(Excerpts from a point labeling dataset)
....
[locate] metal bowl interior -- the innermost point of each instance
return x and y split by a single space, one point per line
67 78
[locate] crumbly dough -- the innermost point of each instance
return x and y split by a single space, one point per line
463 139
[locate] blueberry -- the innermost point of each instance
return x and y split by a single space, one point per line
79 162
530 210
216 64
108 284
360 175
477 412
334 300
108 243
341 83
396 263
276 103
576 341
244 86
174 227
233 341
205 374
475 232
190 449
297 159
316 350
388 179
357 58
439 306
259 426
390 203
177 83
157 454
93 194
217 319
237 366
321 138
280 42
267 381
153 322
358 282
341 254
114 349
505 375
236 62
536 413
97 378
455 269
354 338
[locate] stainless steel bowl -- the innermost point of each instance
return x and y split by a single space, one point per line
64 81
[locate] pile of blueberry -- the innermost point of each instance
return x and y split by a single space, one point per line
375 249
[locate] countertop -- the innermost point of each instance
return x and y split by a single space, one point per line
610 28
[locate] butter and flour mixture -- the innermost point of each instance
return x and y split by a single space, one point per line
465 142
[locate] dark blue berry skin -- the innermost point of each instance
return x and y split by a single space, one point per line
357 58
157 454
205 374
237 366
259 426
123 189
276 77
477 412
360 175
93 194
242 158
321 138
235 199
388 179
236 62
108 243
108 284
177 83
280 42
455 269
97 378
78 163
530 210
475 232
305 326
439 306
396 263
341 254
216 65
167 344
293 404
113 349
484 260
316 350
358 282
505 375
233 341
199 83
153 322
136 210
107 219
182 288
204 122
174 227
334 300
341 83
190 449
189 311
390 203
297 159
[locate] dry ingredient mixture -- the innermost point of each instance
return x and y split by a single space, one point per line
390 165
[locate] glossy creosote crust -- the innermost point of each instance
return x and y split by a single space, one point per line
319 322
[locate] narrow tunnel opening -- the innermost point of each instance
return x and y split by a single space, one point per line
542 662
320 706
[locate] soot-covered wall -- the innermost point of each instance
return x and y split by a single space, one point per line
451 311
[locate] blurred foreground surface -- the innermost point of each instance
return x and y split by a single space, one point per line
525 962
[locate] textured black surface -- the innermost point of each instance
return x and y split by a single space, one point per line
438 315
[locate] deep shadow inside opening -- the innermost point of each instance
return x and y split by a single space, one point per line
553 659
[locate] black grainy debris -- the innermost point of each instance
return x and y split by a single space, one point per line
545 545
....
* Stated goal: Rewrite all the rows above, replacing "innermost" with "central" wherever it occurs and changing nothing else.

* Written solution:
[locate] metal bowl interior -- the central point of each instance
return x and y split by a single space, one point per line
67 78
[locate] crumbly dough -- the central point of each instance
return x and y split by a single space, one point per line
463 139
[locate] blueberry -- the central point of each instance
return x and y split by a single space, one point per line
79 162
530 210
216 64
108 284
360 175
477 412
334 300
108 243
341 83
396 263
276 103
576 341
244 86
174 227
233 341
205 374
475 232
190 449
297 159
316 350
388 179
357 58
439 306
259 426
390 203
177 83
157 454
93 194
217 319
237 366
321 138
280 42
267 381
153 322
358 282
341 254
114 349
505 375
236 62
536 413
97 378
455 269
354 338
[locate] stainless steel bowl -- the central point of each instance
return x and y split by a single space, one point per line
64 81
[locate] pile of blueberry -- the central point of each instance
return x and y split by a single space, one point per line
375 249
[locate] countertop -- the central point of each instance
return x and y split by a single space, one point per line
610 28
[locate] butter and flour mixture -- the central point of each instance
return x and y split by a single space, one point per line
465 142
[locate] dark blue berry skin -- the central point of each instance
return x and y split by a single space, one point per line
357 58
157 454
205 374
237 366
259 426
123 189
276 77
477 412
360 175
93 194
242 158
321 138
235 199
388 179
236 62
108 243
108 284
177 83
280 42
455 269
97 378
78 163
530 210
475 232
305 326
439 306
396 263
341 254
216 65
167 344
293 404
113 349
484 260
316 350
358 282
505 375
233 341
199 83
153 322
136 210
107 219
182 288
204 122
174 227
334 300
341 83
190 449
189 311
390 203
297 159
[locate] dry ingredient mixture -- the central point of each instance
return x and y split by a single space, one point per line
390 165
[locate] glossy creosote crust -- the central point of each instance
return x and y split by a single space, one point per line
319 322
[locate] narrow tunnel opening -- the central point of each instance
return x and y split by a single space, one point per line
542 662
320 706
[locate] soot-covered wall -- the central point of each instance
return x and y split by a single space, one point per line
451 311
[locate] blurred foreground surface -- the central point of each instance
return x and y split by a single space, one point per line
525 962
[locate] textured black surface -- the central point of each instance
return x and y split by a single space, one point per line
438 315
[locate] deep shadow inside opening -- the central point of each instance
return x and y split by a single space, one point per line
553 659
[locate] black grainy debris -- the central point of each instance
return x and y split by a single space, one point per line
545 545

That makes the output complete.